**SOURCE MATERIAL**
= Beginning of Section =

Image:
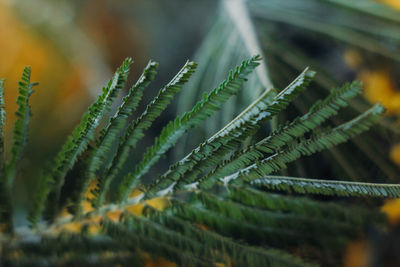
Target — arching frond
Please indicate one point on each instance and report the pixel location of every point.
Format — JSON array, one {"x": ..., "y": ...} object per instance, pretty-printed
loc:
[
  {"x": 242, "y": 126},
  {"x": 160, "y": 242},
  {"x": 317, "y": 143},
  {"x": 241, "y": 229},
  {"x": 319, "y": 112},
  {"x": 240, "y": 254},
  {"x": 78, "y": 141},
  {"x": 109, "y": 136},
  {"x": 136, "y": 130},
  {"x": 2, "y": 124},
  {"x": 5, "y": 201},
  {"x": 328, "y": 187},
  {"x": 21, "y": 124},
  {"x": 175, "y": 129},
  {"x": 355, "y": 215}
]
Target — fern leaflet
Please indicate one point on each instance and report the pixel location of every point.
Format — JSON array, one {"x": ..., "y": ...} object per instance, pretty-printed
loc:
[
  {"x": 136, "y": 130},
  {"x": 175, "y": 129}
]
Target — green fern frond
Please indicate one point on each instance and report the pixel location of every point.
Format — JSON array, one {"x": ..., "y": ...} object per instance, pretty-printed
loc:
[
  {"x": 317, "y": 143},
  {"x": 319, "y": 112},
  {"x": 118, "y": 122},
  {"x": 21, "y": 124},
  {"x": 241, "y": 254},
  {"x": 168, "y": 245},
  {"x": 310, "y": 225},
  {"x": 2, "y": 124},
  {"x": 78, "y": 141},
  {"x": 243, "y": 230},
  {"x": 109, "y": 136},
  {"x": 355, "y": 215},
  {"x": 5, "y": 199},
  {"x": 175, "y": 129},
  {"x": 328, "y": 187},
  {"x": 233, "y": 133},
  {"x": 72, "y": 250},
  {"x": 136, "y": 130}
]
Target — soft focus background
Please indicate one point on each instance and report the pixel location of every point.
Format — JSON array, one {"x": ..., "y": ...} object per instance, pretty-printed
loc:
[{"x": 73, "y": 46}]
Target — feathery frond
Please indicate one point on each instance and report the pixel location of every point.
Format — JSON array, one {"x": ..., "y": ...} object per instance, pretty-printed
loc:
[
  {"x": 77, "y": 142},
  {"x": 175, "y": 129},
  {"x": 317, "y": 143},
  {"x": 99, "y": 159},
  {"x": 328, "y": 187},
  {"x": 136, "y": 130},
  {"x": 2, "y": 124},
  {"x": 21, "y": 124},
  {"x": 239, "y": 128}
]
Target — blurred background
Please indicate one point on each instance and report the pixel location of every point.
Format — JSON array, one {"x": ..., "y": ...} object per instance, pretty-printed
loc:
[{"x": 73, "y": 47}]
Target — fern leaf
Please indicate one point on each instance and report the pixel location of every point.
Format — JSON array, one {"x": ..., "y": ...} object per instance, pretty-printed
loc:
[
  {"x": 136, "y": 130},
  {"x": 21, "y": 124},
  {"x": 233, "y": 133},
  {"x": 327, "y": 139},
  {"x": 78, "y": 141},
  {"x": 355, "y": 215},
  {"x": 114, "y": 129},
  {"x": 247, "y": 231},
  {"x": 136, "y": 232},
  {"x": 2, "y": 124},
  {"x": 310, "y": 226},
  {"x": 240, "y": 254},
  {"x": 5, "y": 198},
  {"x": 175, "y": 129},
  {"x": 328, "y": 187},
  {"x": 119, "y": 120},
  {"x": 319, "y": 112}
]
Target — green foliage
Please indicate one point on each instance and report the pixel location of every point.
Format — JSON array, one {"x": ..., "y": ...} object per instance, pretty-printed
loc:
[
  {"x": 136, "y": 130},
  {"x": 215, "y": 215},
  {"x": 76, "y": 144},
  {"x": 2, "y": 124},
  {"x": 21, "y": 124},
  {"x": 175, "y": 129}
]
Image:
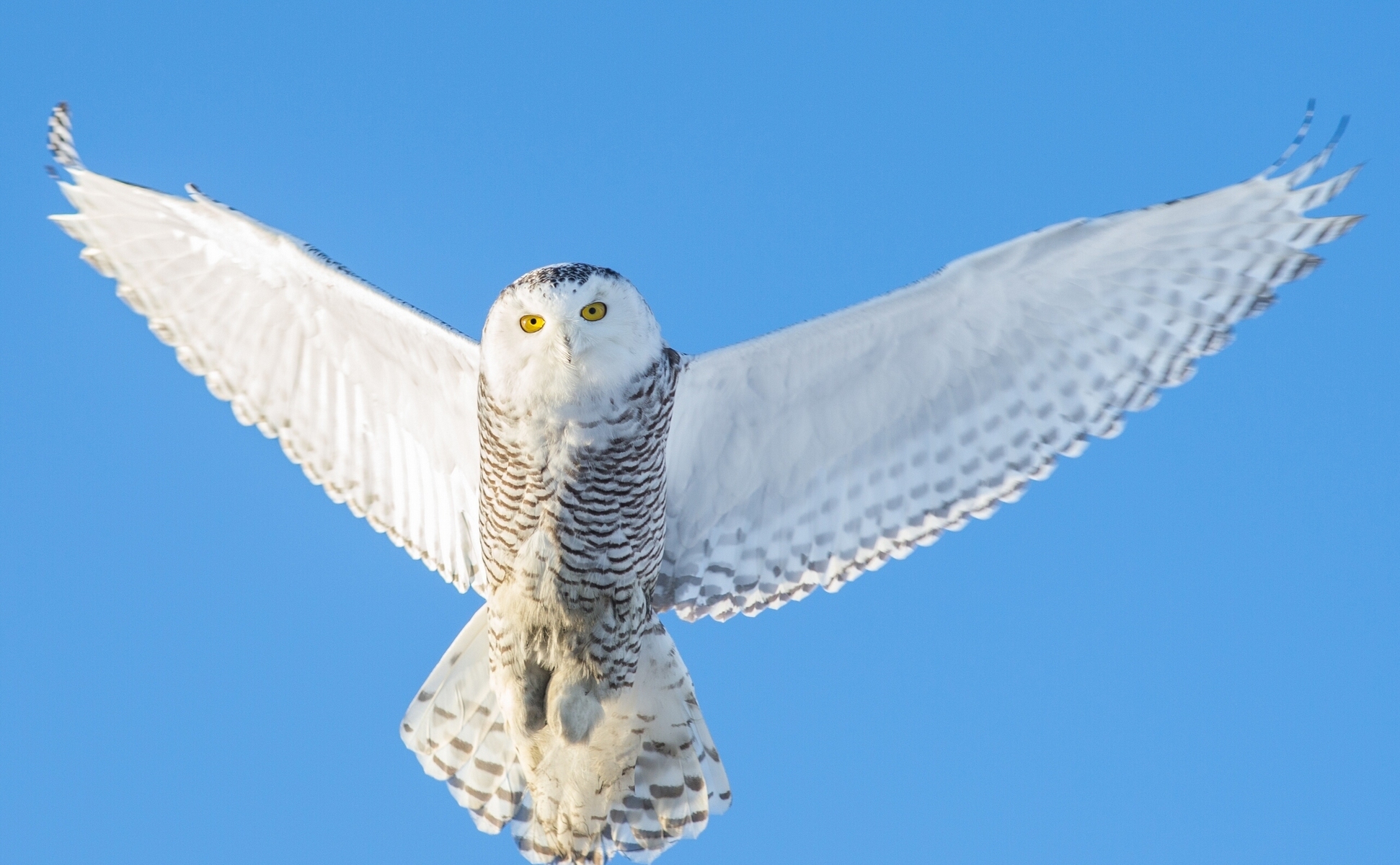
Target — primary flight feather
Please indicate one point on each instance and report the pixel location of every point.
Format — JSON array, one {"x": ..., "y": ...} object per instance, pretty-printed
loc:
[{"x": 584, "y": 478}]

= End of Section =
= Beginning of Section =

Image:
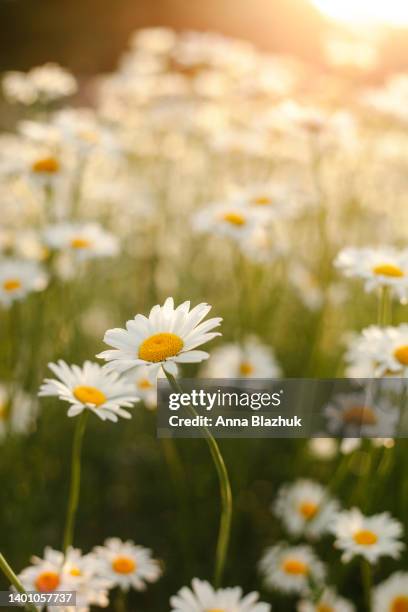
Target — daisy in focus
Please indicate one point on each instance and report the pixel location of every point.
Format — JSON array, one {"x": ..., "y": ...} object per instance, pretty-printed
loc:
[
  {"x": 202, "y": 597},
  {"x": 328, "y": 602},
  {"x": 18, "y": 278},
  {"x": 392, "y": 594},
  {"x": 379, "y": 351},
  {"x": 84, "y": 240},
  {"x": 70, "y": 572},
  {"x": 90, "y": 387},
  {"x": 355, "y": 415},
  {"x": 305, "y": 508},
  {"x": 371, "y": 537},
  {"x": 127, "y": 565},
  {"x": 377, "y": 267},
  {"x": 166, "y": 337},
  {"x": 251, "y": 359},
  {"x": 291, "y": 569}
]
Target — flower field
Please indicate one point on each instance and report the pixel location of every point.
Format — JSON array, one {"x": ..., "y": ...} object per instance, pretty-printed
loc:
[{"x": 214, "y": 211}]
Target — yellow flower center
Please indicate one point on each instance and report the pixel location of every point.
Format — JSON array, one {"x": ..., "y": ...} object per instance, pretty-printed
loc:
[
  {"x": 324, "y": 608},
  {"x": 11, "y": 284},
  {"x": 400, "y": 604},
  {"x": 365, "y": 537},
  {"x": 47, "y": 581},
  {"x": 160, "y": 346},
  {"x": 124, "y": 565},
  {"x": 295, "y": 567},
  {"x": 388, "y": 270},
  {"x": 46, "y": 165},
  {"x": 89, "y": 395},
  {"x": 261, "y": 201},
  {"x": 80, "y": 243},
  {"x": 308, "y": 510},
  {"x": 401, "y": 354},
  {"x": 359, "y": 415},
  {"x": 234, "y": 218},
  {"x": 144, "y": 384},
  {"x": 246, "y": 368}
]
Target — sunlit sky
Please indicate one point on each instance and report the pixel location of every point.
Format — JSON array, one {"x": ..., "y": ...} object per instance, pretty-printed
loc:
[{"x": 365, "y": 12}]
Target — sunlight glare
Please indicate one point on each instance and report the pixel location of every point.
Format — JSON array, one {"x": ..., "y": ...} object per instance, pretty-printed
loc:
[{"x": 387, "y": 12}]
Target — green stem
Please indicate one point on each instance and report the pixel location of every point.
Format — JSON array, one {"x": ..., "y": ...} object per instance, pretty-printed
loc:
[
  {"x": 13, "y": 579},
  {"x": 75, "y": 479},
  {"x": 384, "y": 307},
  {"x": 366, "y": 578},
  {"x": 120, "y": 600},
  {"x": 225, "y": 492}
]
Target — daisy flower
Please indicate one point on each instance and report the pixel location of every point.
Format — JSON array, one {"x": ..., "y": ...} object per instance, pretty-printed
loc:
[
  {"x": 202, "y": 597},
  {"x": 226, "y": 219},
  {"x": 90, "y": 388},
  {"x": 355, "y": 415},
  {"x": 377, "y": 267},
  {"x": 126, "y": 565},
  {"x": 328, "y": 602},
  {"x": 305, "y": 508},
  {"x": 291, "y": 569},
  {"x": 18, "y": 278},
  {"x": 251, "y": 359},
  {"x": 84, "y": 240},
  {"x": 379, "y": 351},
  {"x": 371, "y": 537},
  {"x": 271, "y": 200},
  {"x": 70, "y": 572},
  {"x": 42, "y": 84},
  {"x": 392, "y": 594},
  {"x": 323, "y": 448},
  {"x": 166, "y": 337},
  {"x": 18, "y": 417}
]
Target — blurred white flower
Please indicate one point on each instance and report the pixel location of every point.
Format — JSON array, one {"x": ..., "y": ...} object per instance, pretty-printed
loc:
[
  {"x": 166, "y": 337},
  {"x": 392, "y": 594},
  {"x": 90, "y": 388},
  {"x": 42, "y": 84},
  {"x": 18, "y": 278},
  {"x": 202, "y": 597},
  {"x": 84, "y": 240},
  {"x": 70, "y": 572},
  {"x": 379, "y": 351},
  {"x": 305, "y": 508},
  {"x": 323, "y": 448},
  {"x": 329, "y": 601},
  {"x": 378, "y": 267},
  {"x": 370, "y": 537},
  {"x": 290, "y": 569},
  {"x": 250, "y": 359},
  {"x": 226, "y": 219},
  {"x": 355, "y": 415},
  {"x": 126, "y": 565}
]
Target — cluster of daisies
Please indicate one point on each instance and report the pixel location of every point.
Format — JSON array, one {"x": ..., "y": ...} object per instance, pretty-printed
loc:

= End of Section =
= Beginning of Section =

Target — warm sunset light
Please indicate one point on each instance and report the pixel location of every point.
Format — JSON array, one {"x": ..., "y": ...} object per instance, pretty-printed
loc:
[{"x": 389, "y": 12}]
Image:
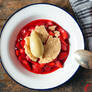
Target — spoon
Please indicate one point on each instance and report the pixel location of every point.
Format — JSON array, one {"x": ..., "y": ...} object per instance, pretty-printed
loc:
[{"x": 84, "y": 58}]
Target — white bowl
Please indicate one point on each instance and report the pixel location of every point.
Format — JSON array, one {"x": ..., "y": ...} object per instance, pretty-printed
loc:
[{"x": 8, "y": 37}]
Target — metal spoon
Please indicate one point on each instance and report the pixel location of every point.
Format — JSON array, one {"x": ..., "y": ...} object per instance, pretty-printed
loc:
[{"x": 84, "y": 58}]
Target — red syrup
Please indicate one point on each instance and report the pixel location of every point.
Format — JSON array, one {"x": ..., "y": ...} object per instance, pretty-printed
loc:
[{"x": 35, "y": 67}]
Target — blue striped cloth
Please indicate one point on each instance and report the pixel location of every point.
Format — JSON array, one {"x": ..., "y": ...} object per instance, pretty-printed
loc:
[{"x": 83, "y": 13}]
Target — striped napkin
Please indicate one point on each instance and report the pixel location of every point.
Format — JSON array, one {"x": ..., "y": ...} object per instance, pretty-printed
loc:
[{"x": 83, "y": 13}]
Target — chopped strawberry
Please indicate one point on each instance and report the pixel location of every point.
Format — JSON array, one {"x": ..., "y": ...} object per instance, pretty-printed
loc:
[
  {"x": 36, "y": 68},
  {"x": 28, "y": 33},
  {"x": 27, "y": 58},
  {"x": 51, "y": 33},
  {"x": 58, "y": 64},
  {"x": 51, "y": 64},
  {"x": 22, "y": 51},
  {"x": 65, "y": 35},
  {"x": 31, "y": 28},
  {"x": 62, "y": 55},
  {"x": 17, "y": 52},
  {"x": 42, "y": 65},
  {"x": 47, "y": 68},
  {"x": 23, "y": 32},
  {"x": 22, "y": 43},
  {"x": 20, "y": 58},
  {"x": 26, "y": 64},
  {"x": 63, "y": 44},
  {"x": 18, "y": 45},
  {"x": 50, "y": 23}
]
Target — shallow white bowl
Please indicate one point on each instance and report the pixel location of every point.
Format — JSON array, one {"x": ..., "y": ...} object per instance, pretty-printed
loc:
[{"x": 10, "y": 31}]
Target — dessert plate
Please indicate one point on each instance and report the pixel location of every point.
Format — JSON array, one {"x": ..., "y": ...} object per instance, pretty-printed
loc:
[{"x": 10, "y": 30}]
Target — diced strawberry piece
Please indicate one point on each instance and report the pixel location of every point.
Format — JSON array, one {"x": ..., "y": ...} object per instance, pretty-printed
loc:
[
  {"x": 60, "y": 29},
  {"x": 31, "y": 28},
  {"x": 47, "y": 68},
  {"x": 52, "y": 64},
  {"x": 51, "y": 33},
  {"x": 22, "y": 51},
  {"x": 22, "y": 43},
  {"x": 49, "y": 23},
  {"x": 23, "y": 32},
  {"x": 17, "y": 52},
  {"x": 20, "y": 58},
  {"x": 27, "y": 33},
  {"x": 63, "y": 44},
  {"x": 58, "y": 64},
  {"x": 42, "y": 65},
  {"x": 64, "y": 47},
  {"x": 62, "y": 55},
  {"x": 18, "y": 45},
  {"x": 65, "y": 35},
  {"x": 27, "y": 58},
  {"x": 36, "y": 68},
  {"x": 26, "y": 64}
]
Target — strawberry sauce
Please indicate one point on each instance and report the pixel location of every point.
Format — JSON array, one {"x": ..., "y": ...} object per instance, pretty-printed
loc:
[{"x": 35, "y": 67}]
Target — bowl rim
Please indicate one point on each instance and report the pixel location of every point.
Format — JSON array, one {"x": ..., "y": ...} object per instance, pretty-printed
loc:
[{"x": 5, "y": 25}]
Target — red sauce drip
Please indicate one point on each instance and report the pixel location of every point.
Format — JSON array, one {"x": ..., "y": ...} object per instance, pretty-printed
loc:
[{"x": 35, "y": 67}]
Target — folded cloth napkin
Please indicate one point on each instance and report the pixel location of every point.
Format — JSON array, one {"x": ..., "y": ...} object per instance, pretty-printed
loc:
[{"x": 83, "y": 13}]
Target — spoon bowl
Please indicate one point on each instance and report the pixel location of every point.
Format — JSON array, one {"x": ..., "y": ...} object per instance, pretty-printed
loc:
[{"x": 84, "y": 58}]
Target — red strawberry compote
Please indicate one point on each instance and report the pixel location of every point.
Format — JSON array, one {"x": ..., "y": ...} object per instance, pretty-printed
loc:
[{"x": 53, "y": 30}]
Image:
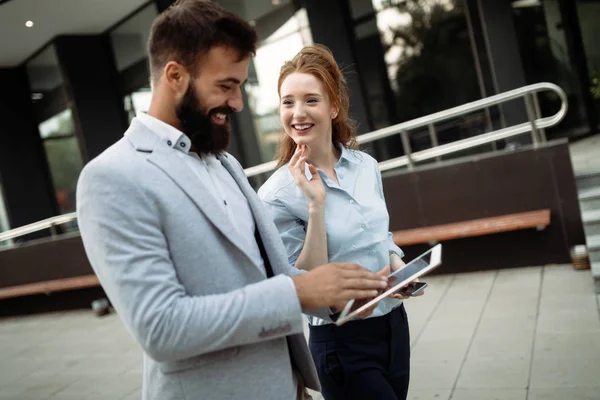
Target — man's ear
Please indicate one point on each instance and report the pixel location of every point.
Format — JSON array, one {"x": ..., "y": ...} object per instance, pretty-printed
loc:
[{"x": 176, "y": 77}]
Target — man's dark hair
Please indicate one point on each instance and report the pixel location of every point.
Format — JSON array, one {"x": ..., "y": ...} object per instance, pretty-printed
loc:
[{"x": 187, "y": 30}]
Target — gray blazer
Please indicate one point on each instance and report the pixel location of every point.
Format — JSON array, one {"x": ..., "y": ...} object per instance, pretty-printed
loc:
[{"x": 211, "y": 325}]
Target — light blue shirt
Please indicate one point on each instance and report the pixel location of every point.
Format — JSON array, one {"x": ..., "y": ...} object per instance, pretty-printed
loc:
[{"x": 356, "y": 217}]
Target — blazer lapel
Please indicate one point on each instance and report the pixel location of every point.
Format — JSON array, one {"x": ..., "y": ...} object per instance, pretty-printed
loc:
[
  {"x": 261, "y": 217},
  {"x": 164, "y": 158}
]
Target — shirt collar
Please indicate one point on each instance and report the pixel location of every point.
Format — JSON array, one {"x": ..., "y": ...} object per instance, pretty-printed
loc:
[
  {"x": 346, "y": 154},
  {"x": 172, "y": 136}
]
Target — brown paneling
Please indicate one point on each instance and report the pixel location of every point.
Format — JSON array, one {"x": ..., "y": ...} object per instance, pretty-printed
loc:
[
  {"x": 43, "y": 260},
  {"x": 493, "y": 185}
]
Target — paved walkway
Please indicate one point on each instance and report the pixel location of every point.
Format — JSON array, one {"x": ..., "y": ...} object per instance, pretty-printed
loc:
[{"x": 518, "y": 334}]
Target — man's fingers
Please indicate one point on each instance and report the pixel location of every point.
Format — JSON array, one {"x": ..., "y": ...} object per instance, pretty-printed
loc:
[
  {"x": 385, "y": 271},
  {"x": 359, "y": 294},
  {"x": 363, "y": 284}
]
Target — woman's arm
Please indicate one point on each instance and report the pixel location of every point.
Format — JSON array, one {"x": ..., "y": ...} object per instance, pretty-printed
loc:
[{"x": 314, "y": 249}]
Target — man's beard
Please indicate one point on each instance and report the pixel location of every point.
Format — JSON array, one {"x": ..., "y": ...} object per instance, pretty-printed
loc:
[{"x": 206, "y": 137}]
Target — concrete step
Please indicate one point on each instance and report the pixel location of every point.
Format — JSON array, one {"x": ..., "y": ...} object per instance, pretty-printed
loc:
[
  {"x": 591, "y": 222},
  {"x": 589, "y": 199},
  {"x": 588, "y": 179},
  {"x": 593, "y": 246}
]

= End of Section =

**TASK DETAILS**
Looking at the records above, say how many of their lines include the word "shirt", with no other words.

**OUTPUT FOR THIS TASK**
2